Excerpted text:
● ● ● ● ● ● ●

As a grower, our ultimate goal is to be able to produce the most fantastically flavoursome fresh fruit possible without the use of pesticide.
In order to achieve these goals we use several different growing techniques, including most importantly IPM (Integrated Pest Management) and growing in a coco peat (or coir) substrate.
IPM (Integrated Pest Management)
What is IPM?
IPM is essentially a scientific method of identification and reduction (if possible eradication) of pests. It is an effective and environmentally sensitive pest control process which is becoming a large and important component of modern sustainable agricultural practice. IPM is a common sense approach to pest control by monitoring the crops, identifying the pests and potential pests, studying their habits and life cycles, and then implementing a number of different measures and developing a strategy to address the problem.
How does IPM apply to Beechworth Berries?
IPM at Beechworth Berries involves a large variety of different pest and disease controls as outlined below:
Cultural control - we remove dead and diseased fruits to contain the spread of disease and remove habitat for pests to breed in.
Biological control - we buy predatory insects which do not harm our fruit or environment but prey upon our pest insects.
Biological control - we use a variety of organic fungicides, biostimulants and fertilizers which have organic components such as seaweeds.
Varietal selection - we choose plants which we know will not only thrive in our unique microclimate but will also be resistant to the diseases and pests endemic to our area.
In this manner, we are able to avoid having to use nasty chemicals and pesticides on our crop.
Coir (coco peat)
What is Coir?
Coir refers to the various substances derived from the husks of coconuts. It is a waste by-product of the coconut milk industry but can be processed so that it becomes a medium in which fruit can be grown. It is a brown fibrous material which can be used to replace the role that soil traditionally fulfills in agriculture.

● ● ● ● ● ● ●

Material shown:

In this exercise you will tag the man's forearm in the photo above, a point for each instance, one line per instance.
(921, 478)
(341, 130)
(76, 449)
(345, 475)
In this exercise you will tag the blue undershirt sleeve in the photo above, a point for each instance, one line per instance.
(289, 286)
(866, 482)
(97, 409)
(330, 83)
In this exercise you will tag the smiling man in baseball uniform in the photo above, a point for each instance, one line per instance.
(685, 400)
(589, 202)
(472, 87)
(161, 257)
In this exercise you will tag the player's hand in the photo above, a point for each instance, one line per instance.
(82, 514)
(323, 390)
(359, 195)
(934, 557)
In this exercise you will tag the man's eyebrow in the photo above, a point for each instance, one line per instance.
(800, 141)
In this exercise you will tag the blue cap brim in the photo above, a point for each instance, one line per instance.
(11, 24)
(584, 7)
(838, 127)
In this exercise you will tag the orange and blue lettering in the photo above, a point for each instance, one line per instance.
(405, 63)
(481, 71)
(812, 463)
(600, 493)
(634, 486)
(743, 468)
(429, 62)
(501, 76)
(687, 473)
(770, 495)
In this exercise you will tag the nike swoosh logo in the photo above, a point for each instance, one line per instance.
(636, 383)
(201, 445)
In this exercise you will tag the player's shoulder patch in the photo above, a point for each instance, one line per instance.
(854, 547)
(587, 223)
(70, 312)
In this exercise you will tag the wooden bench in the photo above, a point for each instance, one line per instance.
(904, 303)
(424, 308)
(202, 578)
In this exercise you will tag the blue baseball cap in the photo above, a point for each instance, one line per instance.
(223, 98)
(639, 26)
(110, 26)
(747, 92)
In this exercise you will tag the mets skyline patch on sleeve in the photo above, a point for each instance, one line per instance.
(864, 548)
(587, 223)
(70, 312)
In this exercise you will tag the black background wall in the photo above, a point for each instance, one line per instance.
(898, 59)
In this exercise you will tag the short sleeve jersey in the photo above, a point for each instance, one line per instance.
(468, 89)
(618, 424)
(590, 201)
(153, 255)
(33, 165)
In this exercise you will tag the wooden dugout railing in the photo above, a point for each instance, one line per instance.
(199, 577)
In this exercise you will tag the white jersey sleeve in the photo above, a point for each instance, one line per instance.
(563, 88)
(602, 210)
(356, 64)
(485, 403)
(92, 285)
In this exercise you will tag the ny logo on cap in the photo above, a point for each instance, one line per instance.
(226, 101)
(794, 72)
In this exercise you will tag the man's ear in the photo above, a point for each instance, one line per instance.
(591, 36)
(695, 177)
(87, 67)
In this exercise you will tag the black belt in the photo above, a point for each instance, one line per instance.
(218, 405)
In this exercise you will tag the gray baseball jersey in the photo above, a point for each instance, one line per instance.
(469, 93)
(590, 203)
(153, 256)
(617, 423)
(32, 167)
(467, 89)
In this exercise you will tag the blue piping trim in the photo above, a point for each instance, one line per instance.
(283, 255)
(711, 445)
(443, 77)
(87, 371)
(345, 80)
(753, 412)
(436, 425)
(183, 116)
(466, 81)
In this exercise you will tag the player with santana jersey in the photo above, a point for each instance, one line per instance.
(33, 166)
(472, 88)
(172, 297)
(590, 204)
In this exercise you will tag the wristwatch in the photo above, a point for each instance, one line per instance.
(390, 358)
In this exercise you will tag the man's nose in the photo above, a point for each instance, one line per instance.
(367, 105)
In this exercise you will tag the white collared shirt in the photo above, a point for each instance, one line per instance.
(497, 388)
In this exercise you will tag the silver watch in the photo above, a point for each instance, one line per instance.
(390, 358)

● ● ● ● ● ● ●

Assigned task:
Write out the Beechworth Berries text on growing methods in full, word for word. You don't need the listing for this.

Written solution:
As a grower, our ultimate goal is to be able to produce the most fantastically flavoursome fresh fruit possible without the use of pesticide.
In order to achieve these goals we use several different growing techniques, including most importantly IPM (Integrated Pest Management) and growing in a coco peat (or coir) substrate.
IPM (Integrated Pest Management)
What is IPM?
IPM is essentially a scientific method of identification and reduction (if possible eradication) of pests. It is an effective and environmentally sensitive pest control process which is becoming a large and important component of modern sustainable agricultural practice. IPM is a common sense approach to pest control by monitoring the crops, identifying the pests and potential pests, studying their habits and life cycles, and then implementing a number of different measures and developing a strategy to address the problem.
How does IPM apply to Beechworth Berries?
IPM at Beechworth Berries involves a large variety of different pest and disease controls as outlined below:
Cultural control - we remove dead and diseased fruits to contain the spread of disease and remove habitat for pests to breed in.
Biological control - we buy predatory insects which do not harm our fruit or environment but prey upon our pest insects.
Biological control - we use a variety of organic fungicides, biostimulants and fertilizers which have organic components such as seaweeds.
Varietal selection - we choose plants which we know will not only thrive in our unique microclimate but will also be resistant to the diseases and pests endemic to our area.
In this manner, we are able to avoid having to use nasty chemicals and pesticides on our crop.
Coir (coco peat)
What is Coir?
Coir refers to the various substances derived from the husks of coconuts. It is a waste by-product of the coconut milk industry but can be processed so that it becomes a medium in which fruit can be grown. It is a brown fibrous material which can be used to replace the role that soil traditionally fulfills in agriculture.